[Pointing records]
— START —

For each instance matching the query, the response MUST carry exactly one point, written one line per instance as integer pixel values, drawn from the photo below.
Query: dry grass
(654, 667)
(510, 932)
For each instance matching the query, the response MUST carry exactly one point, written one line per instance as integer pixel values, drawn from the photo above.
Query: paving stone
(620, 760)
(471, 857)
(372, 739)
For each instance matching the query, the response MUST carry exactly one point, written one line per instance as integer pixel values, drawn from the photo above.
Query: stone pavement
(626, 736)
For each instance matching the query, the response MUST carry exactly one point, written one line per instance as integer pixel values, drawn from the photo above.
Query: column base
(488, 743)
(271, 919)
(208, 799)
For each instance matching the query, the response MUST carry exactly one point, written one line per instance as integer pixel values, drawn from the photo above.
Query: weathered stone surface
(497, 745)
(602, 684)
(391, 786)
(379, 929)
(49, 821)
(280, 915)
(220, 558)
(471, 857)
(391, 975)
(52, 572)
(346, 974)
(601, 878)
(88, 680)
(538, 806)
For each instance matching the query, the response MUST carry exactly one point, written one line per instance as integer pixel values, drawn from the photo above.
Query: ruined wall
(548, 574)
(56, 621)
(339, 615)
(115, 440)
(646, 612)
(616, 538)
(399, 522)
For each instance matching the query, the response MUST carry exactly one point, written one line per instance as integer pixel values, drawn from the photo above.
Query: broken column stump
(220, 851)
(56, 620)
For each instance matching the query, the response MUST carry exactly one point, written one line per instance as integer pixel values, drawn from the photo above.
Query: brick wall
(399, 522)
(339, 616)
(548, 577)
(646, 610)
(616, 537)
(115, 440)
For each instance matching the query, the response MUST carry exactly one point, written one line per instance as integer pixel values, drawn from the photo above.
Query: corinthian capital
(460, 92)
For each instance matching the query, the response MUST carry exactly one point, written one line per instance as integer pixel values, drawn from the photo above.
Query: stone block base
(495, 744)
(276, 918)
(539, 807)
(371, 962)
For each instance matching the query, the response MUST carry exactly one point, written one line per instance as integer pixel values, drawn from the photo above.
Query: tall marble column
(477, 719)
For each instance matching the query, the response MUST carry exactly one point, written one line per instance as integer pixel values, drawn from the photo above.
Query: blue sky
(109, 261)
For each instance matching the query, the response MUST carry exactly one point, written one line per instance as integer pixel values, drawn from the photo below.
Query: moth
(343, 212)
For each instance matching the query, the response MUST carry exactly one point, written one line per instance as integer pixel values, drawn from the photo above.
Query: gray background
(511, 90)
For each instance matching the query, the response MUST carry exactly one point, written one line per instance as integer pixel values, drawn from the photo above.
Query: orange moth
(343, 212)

— END —

## EXERCISE
Write out all the lines again, exactly as they are.

## FINISHED EXERCISE
For each instance matching the query, the response MUST carry exactly one point, written one line per instance as integer pixel values, drawn from the photo below.
Query: dry grass
(654, 667)
(510, 932)
For each instance matching the query, the response MUST carry exactly one point, written one line per instance as integer pixel values, drawn from the photo above.
Query: paving stone
(620, 760)
(471, 857)
(372, 739)
For each instance matching the query, the response MUST carry exactly one point, written one line per instance as integer pixel values, drawn from the photo above.
Query: stone pavement
(626, 736)
For each instance matching the query, the response MUST carry exactly one point, written one line per instance as integer pixel values, drawn from the photo above.
Query: column base
(488, 743)
(271, 919)
(208, 799)
For each instance matching the query, the response MUST carry exactly one point, written one line per instance as integer pixel values, drawn from the photo above.
Query: weathered stone surface
(497, 745)
(602, 684)
(391, 786)
(379, 929)
(49, 821)
(280, 915)
(220, 558)
(471, 857)
(391, 975)
(52, 572)
(346, 974)
(601, 878)
(88, 680)
(538, 806)
For each instance matching the query, the response MUST carry exactly one point, written one line per instance as integer pixel values, drawn from the photo above.
Query: ruined wall
(548, 574)
(56, 621)
(339, 615)
(115, 440)
(646, 612)
(616, 538)
(399, 522)
For each instance matching the query, the response MUST carry exactly one point, written one line per instance as integer pixel values, drawn from the photo above.
Query: broken column stump
(220, 851)
(56, 620)
For each instance matching the query, the response MUST carry exactly one point, written one line per instance as integer pixel values, drawn from the photo above.
Query: brick wall
(399, 522)
(339, 616)
(548, 577)
(646, 610)
(616, 537)
(115, 440)
For each instance matching the query, the response MUST carry exactly one point, written one line per instance as integer pixel values, drawn from the photo above.
Query: corinthian capital
(460, 92)
For each instance matching the query, the response MUST carry exactly one point, written one line per instance as integer pixel values, drawn from the photo above.
Query: stone block base
(495, 744)
(276, 918)
(539, 807)
(371, 962)
For each instance matching the query, the response MUST carry exactly one point, written one line per instance as integer pixel values, drawn from the photo above.
Query: tall marble column
(477, 719)
For each instance matching the query, the response MUST carry exactly one point, written one line per instance as integer pixel values, drawn from the photo above.
Query: blue sky
(109, 261)
For each instance matching the query, the response MUST carry exactly one point, written one line per instance as integer pixel values, drawn from the photo below.
Query: moth
(343, 212)
For each instance matching the query, the response MUST carry exactly one point, written one line per instance as integer pixel values, drawn from the photo above.
Query: gray background
(511, 90)
For each instance matching the query, the response MUST carry exactly one point, written one line per instance as integer pixel values, drawn from the photo above.
Query: orange moth
(343, 212)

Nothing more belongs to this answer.